| Data listing |
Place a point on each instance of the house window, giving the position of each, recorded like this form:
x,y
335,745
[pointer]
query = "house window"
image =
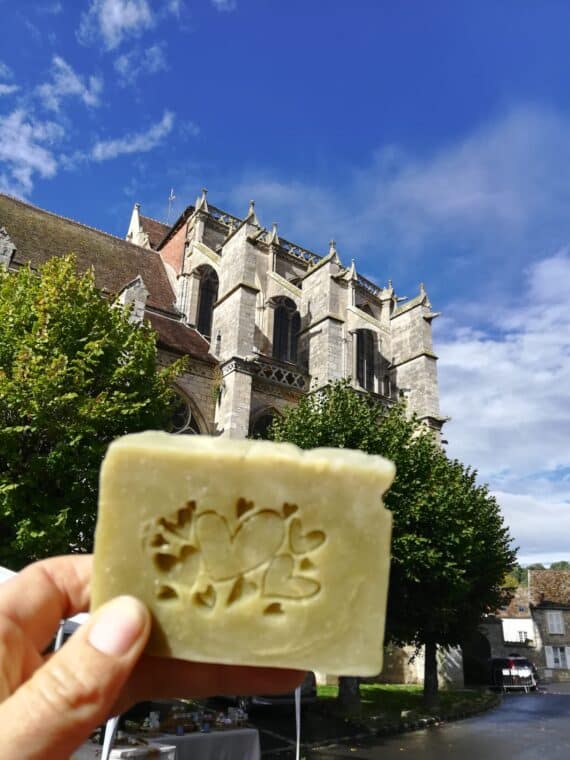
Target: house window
x,y
286,326
365,359
557,657
555,622
260,427
207,298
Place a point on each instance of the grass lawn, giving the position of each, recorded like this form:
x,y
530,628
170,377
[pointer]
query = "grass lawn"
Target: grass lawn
x,y
392,701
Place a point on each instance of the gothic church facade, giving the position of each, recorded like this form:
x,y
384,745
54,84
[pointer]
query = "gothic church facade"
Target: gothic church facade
x,y
262,319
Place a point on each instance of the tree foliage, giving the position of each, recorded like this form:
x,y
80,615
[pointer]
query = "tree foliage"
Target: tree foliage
x,y
450,548
74,374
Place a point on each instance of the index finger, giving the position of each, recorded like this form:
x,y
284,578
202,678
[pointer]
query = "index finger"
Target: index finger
x,y
42,594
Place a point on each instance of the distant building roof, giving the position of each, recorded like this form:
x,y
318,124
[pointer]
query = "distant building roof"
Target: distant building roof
x,y
549,587
39,235
155,230
179,337
518,607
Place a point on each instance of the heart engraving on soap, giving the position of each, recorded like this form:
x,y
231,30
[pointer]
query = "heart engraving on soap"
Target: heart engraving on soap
x,y
280,581
301,543
255,541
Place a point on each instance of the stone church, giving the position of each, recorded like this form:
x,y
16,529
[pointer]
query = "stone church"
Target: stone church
x,y
262,319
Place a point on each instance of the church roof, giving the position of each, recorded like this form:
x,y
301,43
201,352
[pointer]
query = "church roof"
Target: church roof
x,y
39,235
177,336
155,230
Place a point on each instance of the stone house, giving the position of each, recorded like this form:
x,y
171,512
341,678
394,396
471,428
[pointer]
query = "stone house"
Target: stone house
x,y
549,593
262,319
535,625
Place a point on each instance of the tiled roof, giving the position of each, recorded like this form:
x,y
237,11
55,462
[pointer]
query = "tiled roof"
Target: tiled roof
x,y
180,338
155,230
39,235
518,606
549,586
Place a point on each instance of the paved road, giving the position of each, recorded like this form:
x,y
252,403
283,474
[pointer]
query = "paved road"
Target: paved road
x,y
524,727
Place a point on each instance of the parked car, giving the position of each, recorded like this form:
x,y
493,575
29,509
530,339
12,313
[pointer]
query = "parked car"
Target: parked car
x,y
308,696
512,672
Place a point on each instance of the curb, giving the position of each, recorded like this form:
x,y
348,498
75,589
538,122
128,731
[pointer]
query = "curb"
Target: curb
x,y
394,727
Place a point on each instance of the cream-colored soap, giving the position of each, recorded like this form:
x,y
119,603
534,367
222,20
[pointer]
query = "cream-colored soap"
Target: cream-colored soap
x,y
248,552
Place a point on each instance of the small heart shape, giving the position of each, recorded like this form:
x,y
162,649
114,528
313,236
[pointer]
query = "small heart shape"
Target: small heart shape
x,y
280,581
301,543
206,598
243,506
289,509
257,539
273,609
241,590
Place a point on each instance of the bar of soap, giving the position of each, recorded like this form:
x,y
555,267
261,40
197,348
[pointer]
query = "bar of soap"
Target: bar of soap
x,y
248,552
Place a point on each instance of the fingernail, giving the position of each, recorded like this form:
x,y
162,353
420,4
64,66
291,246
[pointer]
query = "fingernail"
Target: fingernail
x,y
118,626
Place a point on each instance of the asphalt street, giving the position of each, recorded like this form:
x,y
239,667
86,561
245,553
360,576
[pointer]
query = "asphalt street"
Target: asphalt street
x,y
524,726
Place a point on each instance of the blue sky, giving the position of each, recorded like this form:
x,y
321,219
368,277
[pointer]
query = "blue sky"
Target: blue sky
x,y
430,139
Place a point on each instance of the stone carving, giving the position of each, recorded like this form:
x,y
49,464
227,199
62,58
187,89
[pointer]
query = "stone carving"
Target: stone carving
x,y
7,248
263,553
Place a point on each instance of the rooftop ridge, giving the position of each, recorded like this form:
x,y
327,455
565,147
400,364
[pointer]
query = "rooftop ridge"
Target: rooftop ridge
x,y
152,219
76,223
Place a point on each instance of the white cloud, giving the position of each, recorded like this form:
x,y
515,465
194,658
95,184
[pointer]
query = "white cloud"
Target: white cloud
x,y
5,71
506,388
8,89
51,9
134,143
26,150
66,83
541,527
492,198
130,66
114,21
224,5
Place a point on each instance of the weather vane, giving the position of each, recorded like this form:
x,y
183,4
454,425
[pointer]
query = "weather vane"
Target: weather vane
x,y
171,197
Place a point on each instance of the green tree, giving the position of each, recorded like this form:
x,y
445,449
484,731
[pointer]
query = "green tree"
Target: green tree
x,y
450,549
75,373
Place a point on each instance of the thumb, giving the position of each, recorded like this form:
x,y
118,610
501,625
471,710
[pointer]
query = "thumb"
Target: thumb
x,y
50,715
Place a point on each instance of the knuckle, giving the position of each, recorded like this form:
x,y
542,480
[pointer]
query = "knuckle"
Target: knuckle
x,y
62,687
11,657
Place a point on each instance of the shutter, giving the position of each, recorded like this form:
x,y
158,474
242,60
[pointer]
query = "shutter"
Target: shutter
x,y
555,622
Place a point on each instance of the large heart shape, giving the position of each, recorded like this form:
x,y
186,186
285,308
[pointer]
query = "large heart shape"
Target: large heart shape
x,y
304,542
280,581
255,541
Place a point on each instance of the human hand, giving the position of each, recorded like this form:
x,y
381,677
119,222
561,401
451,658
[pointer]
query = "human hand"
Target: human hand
x,y
50,705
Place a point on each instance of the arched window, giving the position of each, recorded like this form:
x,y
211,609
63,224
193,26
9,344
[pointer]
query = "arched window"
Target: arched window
x,y
365,359
286,326
206,300
183,421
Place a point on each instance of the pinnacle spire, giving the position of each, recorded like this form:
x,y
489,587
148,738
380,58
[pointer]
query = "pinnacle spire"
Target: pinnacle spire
x,y
251,215
274,237
201,202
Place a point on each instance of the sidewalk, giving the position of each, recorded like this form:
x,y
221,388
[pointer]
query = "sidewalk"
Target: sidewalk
x,y
320,729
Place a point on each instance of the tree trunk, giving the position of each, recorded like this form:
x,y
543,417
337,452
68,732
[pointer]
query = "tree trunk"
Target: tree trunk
x,y
431,694
349,695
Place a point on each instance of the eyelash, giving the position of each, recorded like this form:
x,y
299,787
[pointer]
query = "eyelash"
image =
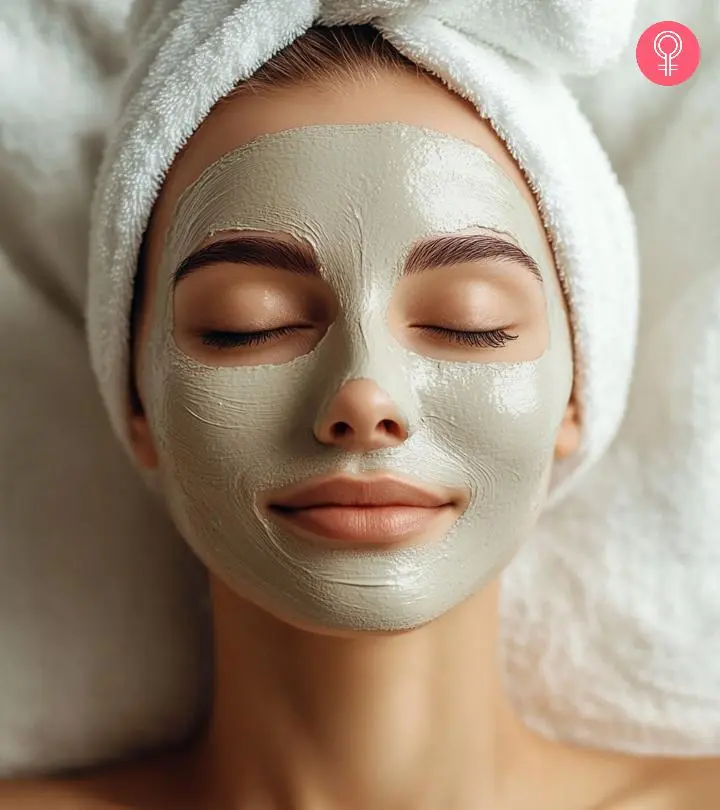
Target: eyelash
x,y
492,339
234,340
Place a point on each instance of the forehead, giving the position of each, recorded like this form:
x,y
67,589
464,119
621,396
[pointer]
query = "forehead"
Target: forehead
x,y
400,98
380,186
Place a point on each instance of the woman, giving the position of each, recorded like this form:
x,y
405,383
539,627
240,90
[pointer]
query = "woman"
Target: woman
x,y
352,376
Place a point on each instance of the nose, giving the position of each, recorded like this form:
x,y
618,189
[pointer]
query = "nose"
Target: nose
x,y
360,418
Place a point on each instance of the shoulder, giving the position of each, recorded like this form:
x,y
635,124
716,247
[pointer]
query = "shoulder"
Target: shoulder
x,y
692,784
158,783
42,795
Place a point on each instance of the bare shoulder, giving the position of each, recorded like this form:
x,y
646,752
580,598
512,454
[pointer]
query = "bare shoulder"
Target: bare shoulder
x,y
692,784
698,784
43,794
158,784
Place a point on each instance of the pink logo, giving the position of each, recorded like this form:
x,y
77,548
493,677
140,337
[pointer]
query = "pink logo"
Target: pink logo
x,y
668,53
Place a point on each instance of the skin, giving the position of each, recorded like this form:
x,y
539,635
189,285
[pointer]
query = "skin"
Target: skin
x,y
410,721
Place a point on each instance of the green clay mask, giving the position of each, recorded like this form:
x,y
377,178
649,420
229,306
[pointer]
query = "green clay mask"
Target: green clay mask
x,y
361,196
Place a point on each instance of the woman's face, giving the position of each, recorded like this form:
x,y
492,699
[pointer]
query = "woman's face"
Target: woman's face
x,y
353,354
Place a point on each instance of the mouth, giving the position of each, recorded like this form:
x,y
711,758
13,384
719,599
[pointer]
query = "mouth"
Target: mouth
x,y
378,510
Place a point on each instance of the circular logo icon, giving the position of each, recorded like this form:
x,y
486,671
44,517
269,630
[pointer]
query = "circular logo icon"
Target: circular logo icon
x,y
668,53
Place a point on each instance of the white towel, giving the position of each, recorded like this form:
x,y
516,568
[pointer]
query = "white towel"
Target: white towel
x,y
504,57
94,601
616,602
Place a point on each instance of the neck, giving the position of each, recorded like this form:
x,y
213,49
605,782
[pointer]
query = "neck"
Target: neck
x,y
414,720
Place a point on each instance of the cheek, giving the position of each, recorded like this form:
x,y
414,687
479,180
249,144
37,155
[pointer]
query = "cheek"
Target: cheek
x,y
499,420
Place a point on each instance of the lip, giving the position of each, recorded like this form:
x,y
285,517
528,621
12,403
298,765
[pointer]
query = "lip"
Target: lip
x,y
366,510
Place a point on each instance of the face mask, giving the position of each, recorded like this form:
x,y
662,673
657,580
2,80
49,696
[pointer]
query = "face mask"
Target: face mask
x,y
361,196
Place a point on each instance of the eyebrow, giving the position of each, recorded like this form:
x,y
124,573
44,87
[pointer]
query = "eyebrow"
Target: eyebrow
x,y
445,251
299,257
266,251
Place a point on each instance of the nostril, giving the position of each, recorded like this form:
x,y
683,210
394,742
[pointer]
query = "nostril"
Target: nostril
x,y
341,429
391,427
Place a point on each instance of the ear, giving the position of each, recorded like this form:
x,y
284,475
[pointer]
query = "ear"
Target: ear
x,y
141,439
568,438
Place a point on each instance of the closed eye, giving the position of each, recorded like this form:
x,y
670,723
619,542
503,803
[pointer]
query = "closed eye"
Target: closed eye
x,y
235,340
489,339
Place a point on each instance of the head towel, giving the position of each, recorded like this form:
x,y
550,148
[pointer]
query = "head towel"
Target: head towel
x,y
506,58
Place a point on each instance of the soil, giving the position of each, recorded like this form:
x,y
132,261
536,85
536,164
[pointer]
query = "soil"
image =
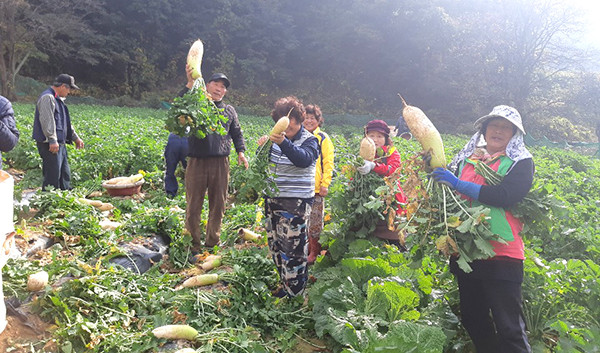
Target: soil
x,y
19,335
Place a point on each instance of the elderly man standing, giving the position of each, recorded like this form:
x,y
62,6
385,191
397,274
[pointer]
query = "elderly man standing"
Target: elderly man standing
x,y
9,135
52,129
207,171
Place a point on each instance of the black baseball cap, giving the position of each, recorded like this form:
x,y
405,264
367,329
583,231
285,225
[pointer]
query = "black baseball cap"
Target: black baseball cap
x,y
220,76
64,79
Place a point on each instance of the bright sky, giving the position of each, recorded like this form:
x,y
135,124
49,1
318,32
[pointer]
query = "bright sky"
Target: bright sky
x,y
592,10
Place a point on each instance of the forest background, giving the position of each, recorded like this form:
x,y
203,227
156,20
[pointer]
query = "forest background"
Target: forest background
x,y
455,59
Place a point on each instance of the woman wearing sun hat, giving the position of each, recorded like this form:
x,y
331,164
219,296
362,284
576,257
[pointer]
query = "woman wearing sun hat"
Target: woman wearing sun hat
x,y
494,285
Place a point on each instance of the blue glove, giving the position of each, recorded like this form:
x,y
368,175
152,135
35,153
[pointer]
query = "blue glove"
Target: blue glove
x,y
444,176
366,168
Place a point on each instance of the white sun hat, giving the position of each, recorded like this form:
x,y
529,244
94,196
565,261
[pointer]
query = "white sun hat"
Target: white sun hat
x,y
502,111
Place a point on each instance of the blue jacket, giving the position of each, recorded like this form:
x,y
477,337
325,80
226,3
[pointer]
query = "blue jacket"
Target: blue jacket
x,y
9,135
62,119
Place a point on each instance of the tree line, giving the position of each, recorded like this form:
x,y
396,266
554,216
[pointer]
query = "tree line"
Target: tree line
x,y
455,59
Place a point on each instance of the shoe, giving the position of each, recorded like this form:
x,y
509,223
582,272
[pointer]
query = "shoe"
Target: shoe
x,y
279,293
314,250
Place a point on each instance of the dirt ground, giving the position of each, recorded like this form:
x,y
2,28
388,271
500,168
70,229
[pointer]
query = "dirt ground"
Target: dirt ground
x,y
19,335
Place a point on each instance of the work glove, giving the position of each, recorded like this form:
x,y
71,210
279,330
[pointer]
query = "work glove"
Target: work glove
x,y
445,177
366,168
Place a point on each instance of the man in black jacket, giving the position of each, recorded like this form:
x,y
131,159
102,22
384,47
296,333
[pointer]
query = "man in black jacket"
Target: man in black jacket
x,y
9,135
208,166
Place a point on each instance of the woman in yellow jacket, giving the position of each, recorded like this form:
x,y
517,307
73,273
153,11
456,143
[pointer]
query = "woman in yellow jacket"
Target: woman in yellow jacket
x,y
324,172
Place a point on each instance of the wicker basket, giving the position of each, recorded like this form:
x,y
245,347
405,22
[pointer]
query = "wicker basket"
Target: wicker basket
x,y
123,190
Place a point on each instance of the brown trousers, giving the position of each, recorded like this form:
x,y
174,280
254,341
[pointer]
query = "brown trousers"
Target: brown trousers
x,y
202,175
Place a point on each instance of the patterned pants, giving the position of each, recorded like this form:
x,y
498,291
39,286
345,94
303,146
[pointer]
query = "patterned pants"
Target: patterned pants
x,y
286,224
316,218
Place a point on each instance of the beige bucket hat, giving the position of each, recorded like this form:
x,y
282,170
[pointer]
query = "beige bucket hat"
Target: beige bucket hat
x,y
502,111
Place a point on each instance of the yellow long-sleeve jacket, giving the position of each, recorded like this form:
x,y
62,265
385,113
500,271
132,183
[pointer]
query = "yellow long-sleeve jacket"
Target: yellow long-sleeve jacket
x,y
324,170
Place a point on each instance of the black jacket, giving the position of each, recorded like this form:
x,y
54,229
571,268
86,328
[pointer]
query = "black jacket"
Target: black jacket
x,y
9,135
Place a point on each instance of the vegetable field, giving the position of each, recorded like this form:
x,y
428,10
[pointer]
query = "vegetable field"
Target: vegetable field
x,y
363,296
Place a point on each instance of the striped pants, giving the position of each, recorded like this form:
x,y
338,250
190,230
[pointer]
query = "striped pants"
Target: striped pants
x,y
287,235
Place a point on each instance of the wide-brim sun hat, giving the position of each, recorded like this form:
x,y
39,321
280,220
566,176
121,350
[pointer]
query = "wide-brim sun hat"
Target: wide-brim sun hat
x,y
502,111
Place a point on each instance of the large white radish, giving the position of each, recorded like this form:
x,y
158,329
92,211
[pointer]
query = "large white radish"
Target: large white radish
x,y
425,132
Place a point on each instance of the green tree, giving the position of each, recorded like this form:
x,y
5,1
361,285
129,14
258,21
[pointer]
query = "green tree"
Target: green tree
x,y
44,30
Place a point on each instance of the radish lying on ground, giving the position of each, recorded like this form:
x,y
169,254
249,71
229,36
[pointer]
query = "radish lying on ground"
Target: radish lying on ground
x,y
176,332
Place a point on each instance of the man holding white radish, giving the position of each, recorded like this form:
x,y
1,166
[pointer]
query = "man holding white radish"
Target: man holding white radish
x,y
292,157
52,129
207,170
494,285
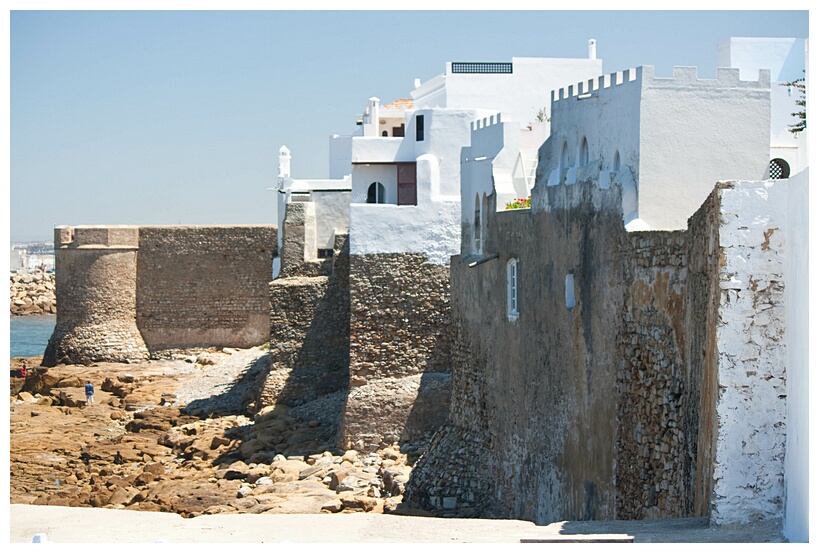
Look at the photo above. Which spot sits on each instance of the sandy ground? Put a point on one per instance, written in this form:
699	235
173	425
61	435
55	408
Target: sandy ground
86	525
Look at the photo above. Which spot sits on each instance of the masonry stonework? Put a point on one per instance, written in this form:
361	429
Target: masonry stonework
204	286
310	335
400	342
635	401
127	292
96	272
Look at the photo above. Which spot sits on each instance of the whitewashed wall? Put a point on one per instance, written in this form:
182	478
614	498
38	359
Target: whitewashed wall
752	409
609	119
797	307
433	226
695	132
519	95
784	57
332	215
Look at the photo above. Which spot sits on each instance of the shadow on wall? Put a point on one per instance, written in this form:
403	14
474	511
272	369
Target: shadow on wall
430	410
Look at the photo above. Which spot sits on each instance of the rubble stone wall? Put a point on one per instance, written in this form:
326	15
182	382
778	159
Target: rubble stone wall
652	436
96	290
660	393
125	291
204	285
309	334
400	342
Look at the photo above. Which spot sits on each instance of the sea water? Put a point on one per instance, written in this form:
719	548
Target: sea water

| Stated goal |
Beginning with the line that contains "of the masonry", quote each line exactly through the last line of the entries above, and nothing beyond them.

| Written response |
Look at the photo above. Which spot sits on each instance of the masonry stonework? Put a point on one per instance, written in this form:
361	429
Target: masonry stonework
204	286
310	335
400	342
635	401
127	292
96	272
Look at the photo above. Which spot sits on each instance of the whitewashed wall? Put a point on one per instance, written in this form:
182	478
614	498
38	359
Target: whitewashed wall
752	409
609	119
797	307
433	226
695	132
519	95
784	57
332	215
Look at the photo above. Which spot sits on each instance of the shadow on wall? Put a point on one per instance, written in this form:
403	14
474	511
272	369
Target: shadow on wall
430	410
Look at the photo above. Which spot sits on each instance of the rubble stone wall? Put a point on one per instance, written in this form:
326	15
182	382
778	159
Target: rubble stone wall
652	436
96	290
660	393
125	291
204	285
309	334
400	342
Look at the photo above. Which spot sits on each instance of the sea water? Put a point on one per instance, written in this form:
719	548
Target: sea water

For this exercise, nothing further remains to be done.